# Exercise objective:
Every line of the records below should be restated exactly.

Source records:

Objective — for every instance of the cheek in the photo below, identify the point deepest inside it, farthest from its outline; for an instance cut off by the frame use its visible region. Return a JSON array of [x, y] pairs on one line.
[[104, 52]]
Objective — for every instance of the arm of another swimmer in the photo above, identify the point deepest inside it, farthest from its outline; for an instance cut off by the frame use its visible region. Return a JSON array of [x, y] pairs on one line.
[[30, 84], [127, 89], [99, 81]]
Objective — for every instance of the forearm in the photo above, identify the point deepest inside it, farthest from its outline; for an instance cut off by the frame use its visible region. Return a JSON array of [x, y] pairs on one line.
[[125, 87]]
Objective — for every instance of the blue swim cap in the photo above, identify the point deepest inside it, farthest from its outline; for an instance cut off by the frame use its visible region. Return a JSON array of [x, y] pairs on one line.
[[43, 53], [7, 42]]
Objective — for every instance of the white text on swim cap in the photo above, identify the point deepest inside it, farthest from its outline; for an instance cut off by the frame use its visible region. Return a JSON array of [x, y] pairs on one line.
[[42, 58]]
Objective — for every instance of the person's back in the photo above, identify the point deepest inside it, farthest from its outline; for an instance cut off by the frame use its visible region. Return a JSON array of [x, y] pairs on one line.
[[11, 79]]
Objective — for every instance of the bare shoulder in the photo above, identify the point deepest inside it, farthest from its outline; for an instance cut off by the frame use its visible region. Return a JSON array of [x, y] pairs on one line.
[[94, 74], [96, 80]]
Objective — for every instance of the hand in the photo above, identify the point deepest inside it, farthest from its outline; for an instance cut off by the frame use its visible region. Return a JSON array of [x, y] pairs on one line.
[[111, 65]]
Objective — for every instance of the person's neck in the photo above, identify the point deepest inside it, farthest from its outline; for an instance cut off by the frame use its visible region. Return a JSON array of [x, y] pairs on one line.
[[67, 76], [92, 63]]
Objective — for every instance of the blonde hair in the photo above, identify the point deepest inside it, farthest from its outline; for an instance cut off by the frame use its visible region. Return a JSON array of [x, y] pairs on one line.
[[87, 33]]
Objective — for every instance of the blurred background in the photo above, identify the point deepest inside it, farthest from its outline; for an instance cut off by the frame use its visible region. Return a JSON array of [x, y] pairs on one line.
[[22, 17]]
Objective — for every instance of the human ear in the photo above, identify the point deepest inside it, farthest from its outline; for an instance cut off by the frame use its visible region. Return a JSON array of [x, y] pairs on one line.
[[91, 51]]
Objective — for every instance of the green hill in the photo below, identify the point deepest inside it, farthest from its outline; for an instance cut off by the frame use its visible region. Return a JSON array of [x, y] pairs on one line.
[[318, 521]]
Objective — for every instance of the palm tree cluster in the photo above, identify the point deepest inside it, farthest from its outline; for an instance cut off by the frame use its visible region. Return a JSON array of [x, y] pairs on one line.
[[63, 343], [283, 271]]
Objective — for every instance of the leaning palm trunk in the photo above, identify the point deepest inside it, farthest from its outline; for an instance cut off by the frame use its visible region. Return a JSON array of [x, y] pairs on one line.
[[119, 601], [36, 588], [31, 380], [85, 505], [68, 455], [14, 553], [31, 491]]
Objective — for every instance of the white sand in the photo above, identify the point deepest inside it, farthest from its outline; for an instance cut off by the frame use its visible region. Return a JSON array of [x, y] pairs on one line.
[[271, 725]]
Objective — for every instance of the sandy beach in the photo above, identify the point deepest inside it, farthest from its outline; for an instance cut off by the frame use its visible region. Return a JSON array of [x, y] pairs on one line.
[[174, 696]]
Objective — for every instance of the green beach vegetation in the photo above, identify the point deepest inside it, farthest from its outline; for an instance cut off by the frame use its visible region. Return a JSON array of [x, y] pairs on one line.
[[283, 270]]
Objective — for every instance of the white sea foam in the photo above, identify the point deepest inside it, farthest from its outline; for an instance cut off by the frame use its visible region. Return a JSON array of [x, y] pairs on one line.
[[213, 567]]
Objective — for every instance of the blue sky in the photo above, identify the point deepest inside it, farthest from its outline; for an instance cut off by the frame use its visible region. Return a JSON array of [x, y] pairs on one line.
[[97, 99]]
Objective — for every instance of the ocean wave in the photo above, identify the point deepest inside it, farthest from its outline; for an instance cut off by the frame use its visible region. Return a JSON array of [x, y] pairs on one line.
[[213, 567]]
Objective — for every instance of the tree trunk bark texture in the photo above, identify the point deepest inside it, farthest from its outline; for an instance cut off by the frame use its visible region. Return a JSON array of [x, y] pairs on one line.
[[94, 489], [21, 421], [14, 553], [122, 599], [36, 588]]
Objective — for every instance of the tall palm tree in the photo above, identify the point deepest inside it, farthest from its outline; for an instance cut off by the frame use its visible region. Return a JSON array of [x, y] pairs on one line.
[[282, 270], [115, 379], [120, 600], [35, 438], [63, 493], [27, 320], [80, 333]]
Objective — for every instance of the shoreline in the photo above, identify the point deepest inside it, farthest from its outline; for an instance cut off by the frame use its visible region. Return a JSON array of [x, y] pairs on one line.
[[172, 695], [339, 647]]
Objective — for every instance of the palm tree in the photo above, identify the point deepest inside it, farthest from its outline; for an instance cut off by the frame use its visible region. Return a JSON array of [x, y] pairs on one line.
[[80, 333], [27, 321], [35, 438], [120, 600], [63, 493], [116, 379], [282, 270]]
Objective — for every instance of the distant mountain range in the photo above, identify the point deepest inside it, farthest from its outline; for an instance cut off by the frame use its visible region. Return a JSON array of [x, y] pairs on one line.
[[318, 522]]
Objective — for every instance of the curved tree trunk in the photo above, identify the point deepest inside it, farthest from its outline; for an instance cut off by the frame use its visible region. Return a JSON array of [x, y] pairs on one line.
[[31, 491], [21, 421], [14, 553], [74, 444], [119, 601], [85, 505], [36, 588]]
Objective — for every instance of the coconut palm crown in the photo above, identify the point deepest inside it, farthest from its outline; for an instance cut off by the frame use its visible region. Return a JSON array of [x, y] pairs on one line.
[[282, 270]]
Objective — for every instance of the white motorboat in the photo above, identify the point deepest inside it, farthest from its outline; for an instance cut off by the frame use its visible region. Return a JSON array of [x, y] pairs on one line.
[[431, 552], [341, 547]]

# The completed task:
Objective — for every instance of the cheek in the photo below, identify the point deepest inside it, farthest from its outline; for an instance cut off by the frame use its visible region. Return a JSON array of [x, y] pairs on one line.
[[104, 52]]
Objective — for every instance of the arm of another swimmer in the photo above, identify the point deepest inside it, farthest from its outline; for an instance cut off by the frame use its visible region. Return a JSON array of [x, y] pairs on one line.
[[30, 84], [127, 89], [99, 81]]
Objective — for every instance of the forearm in the photo above, identify the point deepest inside it, farthest from its outline; for an instance cut off by the frame use its visible region. Return a JSON array of [x, y] pairs on one line.
[[125, 87]]
Objective — for every instance of the blue swim cap in the photo above, identify the point deepest inside it, farthest from its outline; for an instance cut off by the frame use its visible region. Return a JSON array of [x, y] pairs on one line.
[[43, 53], [7, 42]]
Objective — for every instance of the white text on swim cap in the photo above, identify the point deepest inside it, farthest from its outline; for an instance cut off by the frame use its visible region. Return a JSON array of [x, y] pairs on one line.
[[42, 58]]
Objective — for every instance of the person's back in the photo above, identify the point deepest inside it, farthest from its outline; for an instance cut off by the frame use its visible region. Return a JSON array of [x, y] pairs on one line.
[[11, 79]]
Objective — for every instance of the bare shoulder in the photo above, identify the point deepest inside it, farthest from its outline; for an instance cut off by the frame use its visible region. Return a JSON array of [x, y] pairs on one line.
[[94, 74], [96, 80]]
Objective — for every instance of the hand in the photo above, identify the point deepest inside it, farthest from its outline; for an instance cut off by the frame use its visible region. Return a JSON array of [x, y] pairs on one line.
[[111, 65]]
Objective — for every instance of the person's neck in the photo above, identify the point deepest inside it, farthest from its outline; for an instance cut off by the frame use its visible region. Return a JSON array of [x, y] pairs on one line.
[[67, 76], [92, 63]]
Objective — for every instance of the blonde hair in the photo above, identify the point deepest inside it, farthest from its outline; for an instance cut off by the frame use its visible region. Return a JSON array of [x, y] pairs on one line.
[[87, 33]]
Objective — for every instance of the blurred background in the photo above, identify the point deepest inside it, farthest from its outline; for an instance cut off by the frame use its visible region. Return a JSON array of [x, y] pairs on one line.
[[22, 17]]
Objective — for every instance of the human ear in the photo above, identify the point deepest inside it, farthest from its outline; for an instance cut off by the frame use its visible region. Return a JSON array of [x, y] pairs on one line.
[[91, 51]]
Objective — for every instance of the green hill in the photo below, identify the point deepest inside it, farthest from its outline; for an instance cut off by the frame use its visible region. Return a JSON array of [x, y] pairs on one line.
[[318, 521]]
Objective — for every instance of the palm tree cluster in the photo above, identify the point deepest inside it, farthest from its outline; for an instance cut off by the frame use its visible region. Return a JSON array of [x, y] pairs on one line.
[[63, 343], [283, 271]]
Objective — for every instance of the leaning palm trunk in the photo above, identify the point deepest inside it, farthest from its outline; for an instance cut off by the frame use its visible region. Return a JSON array of [x, y] pairs on one line.
[[119, 601], [36, 588], [31, 380], [85, 505], [68, 455], [14, 553], [31, 491]]
Objective — for every instance of the white sand in the photo above, identify the point deepest inside it, farthest from its outline; for an instance cut off by the frame use its visible region. Return a JSON array of [x, y] pairs on one line.
[[271, 725]]
Objective — for every instance of the sandy beach in the photo above, identify the point deepest inside it, farthest from its outline; for an instance cut off by the frame use its visible region. Return a JSON array of [x, y] pairs on one line.
[[174, 696]]
Objective — for every instance of the green beach vegetation in the photo above, identify the point deepest inside it, farthest from its outline; for an instance cut off by the frame use its visible region. Return a JSON array of [x, y] pairs on one line.
[[283, 270]]
Objective — for every instance of the white sea foam in the photo above, identify the point deepest inside it, farthest from its outline; for an instance cut off by the frame use its visible region. Return a JSON array of [x, y] pairs on one line.
[[213, 567]]
Objective — for every instance of the blue sky in the photo above, identify the point deepest inside it, farthest from its outline; for an instance cut off by the frame use its visible region. Return a JSON array of [x, y] pairs on one line.
[[97, 99]]
Objective — for every instance of the ocean wave in the photo above, identify the point deepest inside it, farthest from its outline; for an instance cut off by the frame use its visible region. Return a JSON array of [x, y] pairs on one line.
[[213, 567]]
Objective — for every instance of the tree trunk bark texture in the photo above, identify the point deepest inside it, farthest from its outline; for an instance cut off by the frame use its visible region. Return a JSON array of [x, y] pairs on one line.
[[94, 489], [21, 421], [14, 553], [122, 599], [36, 588]]
Objective — for every instance of the tall palm tree in the photo above, identify the point deepest inside it, farthest from its outline; for an instance cut off by the frame use its visible region. Return a JSON array of [x, y] pairs on one line.
[[282, 270], [115, 379], [120, 600], [35, 438], [63, 493], [27, 320], [80, 333]]
Objective — for every instance of the shoreline in the photo above, identify the point deepest inside it, farthest from its outline; for an instance cut off by the frame use its visible region. Return a JSON array of [x, y] pairs on one line.
[[172, 695], [339, 647]]
Objective — for every instance of the palm tree in the photo above, identify the point deepest inside it, farthest from its outline; for an instance cut off by the frame use its visible region. Return a JSON array of [x, y] pairs on one line.
[[80, 333], [27, 321], [35, 438], [120, 600], [63, 493], [116, 379], [282, 270]]
Objective — for every instance of the distant mountain range in the photo above, identify the point deepest inside it, farthest from its outline; for an instance cut off by the frame use its visible region. Return a JSON array of [x, y] pairs on one line.
[[318, 522]]
Objective — for every instance of the curved tree trunk in the photo above, identify the point deepest inside it, farthest from its outline; for an instance cut off by the frame use its visible region. Return a JSON array of [x, y] pairs on one line.
[[31, 491], [21, 421], [14, 553], [74, 444], [119, 601], [85, 505], [36, 588]]
Objective — for every instance of the coconut palm crown in the photo above, identify the point deepest inside it, farthest from its outline; for an instance cut off by the frame use its visible region. Return a JSON array of [x, y] pairs on one line.
[[282, 270]]
Objective — for every instance of the white motorboat in the photo above, identify the point deepest inside it, farthest from its outline; for an instance cut off by the frame use its visible region. Return a JSON array of [x, y] pairs on one line.
[[431, 552], [341, 547]]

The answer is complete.